### WHAT YOU ARE ASKED TO DO
Copy out again, unchanged, the listing below from the line that has "Exercise. Mark every instance of the bike" through the line that has "Exercise. Mark every instance of the grass lawn".

### RECORDS TO PROCESS
______________________________

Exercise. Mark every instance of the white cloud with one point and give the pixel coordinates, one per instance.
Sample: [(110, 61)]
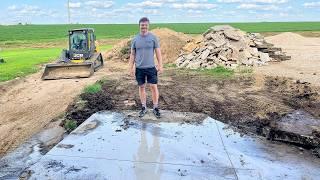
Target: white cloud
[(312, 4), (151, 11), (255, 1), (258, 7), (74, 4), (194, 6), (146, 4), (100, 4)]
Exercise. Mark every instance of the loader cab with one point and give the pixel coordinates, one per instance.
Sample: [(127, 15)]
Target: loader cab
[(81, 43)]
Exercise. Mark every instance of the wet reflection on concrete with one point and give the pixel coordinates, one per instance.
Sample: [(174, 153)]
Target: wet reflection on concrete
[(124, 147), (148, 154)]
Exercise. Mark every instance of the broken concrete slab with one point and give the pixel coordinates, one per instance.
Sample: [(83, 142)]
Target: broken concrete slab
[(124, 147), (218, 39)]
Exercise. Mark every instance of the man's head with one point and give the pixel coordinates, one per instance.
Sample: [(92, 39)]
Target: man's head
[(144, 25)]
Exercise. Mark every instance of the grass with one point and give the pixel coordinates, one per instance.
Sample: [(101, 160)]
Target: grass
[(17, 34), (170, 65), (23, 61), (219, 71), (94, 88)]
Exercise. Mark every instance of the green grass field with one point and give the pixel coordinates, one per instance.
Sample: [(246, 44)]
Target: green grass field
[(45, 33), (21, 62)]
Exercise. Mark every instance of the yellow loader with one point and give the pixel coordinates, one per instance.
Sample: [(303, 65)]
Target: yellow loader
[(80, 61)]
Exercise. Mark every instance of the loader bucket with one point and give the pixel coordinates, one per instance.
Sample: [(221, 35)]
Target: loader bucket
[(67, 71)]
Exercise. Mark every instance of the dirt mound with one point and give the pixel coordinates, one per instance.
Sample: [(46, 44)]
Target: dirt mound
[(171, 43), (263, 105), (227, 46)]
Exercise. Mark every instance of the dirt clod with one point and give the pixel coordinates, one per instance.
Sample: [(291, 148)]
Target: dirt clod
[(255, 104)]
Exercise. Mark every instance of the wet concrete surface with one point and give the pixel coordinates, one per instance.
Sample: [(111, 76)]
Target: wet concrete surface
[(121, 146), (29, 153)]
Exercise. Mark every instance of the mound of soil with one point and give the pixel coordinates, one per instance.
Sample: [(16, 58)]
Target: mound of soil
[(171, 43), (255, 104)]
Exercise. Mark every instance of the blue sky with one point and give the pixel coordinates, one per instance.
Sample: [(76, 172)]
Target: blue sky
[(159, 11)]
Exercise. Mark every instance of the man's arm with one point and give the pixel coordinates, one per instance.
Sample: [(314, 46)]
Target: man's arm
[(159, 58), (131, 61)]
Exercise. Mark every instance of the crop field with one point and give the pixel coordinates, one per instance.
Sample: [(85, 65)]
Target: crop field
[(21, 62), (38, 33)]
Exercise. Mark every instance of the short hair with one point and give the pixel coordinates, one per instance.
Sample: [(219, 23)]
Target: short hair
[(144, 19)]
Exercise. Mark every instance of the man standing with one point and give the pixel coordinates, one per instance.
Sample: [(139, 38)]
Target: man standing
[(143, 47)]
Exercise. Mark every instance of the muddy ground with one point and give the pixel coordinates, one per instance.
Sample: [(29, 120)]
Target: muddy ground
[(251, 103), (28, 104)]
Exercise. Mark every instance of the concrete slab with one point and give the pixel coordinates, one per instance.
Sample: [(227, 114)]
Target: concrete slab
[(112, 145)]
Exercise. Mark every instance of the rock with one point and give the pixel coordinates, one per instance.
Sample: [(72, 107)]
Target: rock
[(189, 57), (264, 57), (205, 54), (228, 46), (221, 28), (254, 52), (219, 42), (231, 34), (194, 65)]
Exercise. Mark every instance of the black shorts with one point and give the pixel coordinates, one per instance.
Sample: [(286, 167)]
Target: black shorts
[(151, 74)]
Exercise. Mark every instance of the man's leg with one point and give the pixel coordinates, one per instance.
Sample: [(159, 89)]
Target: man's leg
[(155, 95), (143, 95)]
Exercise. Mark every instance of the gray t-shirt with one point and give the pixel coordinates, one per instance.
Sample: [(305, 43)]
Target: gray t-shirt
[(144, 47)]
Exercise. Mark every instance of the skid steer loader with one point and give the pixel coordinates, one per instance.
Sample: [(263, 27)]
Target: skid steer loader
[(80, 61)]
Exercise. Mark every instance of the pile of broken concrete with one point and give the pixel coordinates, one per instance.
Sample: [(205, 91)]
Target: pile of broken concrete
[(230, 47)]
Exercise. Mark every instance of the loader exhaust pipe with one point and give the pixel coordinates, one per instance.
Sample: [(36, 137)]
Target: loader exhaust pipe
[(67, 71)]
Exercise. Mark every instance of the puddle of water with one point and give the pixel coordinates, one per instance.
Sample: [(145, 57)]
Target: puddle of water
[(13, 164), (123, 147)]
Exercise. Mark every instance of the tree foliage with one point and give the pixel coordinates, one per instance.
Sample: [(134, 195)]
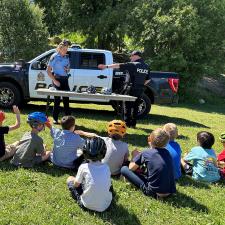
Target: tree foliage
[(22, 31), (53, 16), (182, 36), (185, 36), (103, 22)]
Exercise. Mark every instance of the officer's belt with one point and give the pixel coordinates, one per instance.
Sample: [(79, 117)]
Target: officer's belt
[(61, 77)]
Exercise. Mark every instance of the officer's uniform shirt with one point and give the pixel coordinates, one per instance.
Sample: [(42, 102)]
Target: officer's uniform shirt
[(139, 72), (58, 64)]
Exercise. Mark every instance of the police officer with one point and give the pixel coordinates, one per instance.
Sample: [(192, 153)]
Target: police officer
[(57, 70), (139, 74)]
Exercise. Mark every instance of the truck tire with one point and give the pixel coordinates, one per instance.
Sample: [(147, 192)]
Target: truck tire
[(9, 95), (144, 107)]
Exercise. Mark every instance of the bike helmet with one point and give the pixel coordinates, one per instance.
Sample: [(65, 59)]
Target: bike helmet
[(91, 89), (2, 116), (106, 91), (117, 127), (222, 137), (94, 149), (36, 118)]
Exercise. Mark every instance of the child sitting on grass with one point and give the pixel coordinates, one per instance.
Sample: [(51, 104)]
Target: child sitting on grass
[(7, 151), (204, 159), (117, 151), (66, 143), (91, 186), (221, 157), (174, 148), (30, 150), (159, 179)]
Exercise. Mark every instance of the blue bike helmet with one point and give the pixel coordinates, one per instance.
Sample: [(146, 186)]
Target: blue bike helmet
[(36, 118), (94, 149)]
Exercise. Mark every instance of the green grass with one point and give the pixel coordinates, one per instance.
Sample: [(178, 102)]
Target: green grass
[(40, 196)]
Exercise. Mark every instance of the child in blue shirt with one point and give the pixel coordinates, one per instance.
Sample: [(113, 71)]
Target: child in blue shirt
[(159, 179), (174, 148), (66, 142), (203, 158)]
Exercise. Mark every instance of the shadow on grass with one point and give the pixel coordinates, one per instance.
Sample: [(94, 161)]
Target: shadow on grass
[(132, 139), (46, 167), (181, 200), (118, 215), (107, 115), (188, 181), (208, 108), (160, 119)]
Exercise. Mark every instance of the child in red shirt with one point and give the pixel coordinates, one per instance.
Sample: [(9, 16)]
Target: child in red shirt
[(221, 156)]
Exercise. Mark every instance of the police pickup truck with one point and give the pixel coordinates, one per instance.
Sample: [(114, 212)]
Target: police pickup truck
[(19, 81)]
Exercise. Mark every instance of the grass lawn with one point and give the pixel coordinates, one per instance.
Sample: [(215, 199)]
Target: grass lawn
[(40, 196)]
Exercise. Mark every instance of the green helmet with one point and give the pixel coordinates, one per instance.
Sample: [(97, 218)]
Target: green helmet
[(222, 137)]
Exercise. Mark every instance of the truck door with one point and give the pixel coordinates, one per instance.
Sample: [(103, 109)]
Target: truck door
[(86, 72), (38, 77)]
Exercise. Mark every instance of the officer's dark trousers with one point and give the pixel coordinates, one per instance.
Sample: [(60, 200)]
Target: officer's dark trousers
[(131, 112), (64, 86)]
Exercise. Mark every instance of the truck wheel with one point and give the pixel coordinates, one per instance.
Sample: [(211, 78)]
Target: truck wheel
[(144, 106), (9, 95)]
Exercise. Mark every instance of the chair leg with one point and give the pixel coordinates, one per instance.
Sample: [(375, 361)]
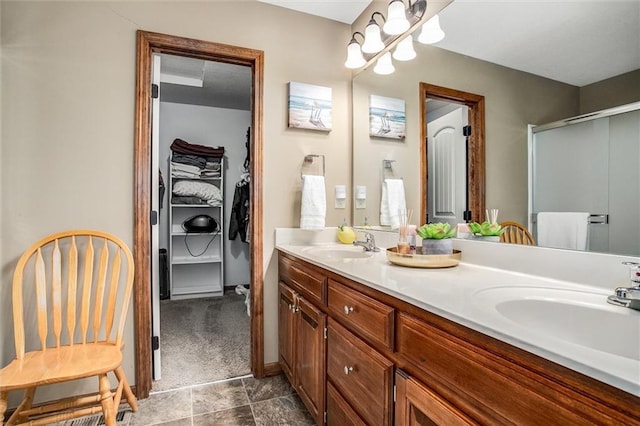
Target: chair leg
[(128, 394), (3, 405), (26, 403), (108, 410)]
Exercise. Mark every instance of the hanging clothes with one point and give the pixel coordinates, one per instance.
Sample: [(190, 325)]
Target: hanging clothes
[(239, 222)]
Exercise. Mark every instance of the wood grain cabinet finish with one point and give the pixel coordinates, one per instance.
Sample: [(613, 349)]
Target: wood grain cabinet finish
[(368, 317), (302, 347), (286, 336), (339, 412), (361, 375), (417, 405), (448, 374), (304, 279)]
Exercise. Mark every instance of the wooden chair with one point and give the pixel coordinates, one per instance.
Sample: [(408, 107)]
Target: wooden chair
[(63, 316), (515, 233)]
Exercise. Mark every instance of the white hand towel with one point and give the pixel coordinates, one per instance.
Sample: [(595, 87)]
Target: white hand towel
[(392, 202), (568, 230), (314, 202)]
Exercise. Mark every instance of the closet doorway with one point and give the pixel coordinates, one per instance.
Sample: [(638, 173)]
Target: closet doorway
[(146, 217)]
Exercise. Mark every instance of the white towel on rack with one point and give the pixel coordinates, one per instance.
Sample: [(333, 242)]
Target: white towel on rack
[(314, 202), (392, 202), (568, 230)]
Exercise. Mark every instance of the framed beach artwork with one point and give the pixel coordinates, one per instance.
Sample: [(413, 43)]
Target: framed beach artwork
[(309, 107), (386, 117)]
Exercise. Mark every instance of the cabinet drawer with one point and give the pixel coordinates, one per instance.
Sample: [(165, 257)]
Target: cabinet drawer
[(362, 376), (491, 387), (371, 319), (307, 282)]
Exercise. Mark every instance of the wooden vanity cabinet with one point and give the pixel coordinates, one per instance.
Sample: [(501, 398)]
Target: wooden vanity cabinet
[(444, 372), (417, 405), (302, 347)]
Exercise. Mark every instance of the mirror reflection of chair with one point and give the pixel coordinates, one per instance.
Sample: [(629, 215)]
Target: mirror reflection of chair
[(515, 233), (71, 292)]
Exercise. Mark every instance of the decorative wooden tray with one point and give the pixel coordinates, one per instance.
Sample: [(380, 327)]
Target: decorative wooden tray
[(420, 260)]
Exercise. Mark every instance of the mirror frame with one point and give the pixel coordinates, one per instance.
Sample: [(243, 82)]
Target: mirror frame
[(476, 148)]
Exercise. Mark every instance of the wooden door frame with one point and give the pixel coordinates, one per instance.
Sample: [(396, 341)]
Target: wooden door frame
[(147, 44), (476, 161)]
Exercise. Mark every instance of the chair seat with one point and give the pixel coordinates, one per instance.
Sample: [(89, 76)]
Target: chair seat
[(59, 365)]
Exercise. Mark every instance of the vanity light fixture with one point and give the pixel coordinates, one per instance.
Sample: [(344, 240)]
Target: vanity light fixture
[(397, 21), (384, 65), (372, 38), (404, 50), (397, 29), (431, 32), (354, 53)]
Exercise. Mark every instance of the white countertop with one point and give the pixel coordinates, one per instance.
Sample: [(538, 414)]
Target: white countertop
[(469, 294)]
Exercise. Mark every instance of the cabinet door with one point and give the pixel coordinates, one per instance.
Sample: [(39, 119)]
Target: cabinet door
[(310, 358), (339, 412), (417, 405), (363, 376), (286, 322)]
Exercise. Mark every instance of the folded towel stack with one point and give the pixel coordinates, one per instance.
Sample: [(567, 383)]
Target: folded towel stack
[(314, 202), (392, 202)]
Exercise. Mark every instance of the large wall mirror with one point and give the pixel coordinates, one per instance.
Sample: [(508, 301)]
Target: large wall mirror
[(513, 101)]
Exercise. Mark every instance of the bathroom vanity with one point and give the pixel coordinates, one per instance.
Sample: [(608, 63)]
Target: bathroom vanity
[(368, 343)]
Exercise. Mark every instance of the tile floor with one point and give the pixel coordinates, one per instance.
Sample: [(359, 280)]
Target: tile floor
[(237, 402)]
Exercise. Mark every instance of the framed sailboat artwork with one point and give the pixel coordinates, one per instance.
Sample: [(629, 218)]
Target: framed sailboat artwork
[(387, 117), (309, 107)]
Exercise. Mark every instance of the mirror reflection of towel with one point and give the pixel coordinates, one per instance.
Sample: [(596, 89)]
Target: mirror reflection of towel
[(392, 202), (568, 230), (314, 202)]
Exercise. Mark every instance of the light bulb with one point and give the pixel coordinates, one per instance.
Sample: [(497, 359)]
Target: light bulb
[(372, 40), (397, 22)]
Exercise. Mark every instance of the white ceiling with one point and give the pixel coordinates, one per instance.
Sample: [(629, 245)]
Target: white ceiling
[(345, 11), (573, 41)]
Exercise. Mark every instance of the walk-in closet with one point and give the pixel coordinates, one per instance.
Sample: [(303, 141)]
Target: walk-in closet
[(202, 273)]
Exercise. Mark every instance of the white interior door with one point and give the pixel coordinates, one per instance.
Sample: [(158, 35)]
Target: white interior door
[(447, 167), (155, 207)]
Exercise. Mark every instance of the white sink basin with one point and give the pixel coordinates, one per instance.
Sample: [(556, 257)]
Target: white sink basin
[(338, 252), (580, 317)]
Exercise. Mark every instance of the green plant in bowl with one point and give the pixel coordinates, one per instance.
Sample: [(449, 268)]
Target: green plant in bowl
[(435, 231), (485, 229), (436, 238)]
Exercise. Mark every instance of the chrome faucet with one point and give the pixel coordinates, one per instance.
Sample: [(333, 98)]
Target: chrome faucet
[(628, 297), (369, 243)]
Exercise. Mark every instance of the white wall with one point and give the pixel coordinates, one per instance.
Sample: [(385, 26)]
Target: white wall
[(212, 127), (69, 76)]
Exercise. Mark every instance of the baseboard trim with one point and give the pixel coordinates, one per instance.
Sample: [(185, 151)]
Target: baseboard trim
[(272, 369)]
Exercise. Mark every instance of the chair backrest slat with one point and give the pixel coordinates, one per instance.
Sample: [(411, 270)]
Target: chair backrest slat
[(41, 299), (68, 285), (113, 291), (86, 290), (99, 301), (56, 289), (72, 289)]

______________________________

### SOLUTION TO THE PROBLEM
Exercise. Mark every instance of the bike helmet with one point and give the pixel coordinates, one per instance.
Sample: [(65, 59)]
Target: bike helmet
[(91, 89), (2, 116), (106, 91), (117, 127), (222, 137), (94, 149), (36, 118)]
Exercise. Mark every instance of the child sitting on grass with one point and give the pixel coordinates, one per instance.
Sample: [(51, 104)]
Target: child sitting on grass
[(7, 151), (204, 159), (117, 151), (66, 143), (91, 186), (221, 157), (174, 148), (30, 150), (159, 179)]
Exercise. Mark every instance of the blue bike helmet with one point and give the pixel coordinates, one per instance.
Sample: [(146, 186)]
Target: blue bike helmet
[(36, 118), (94, 149)]
Exercise. Mark every instance of the green grass with one point and give the pixel coordinates, one per instance.
Sample: [(178, 102)]
Target: green grass
[(40, 196)]
Exercise. Mark every instance of the child in blue shirt with one point and give the pixel coordinates, one per instance.
Sample: [(113, 71)]
Target: child in blue shirt
[(159, 179), (174, 148), (66, 142), (203, 158)]
Exercise. Mark every instance of the shadow on grass with one point and give the pixel coordinates, one per instance.
Sample: [(94, 161)]
Target: shadow on grass
[(132, 139), (46, 167), (181, 200), (118, 215), (107, 115), (188, 181), (208, 108), (160, 119)]
Exercise. Mark every instance of the child in red shirt with one point and give the pixel coordinates, one per instance.
Sample: [(9, 16)]
Target: child in red shirt
[(221, 156)]
Exercise. Mark every instance of the police pickup truck with one point and give the pixel coordinates, one per instance.
Sample: [(114, 212)]
Target: police pickup truck
[(19, 81)]
Exercise. Mark every instance of the grass lawn with one point and give the pixel coordinates, one per instance.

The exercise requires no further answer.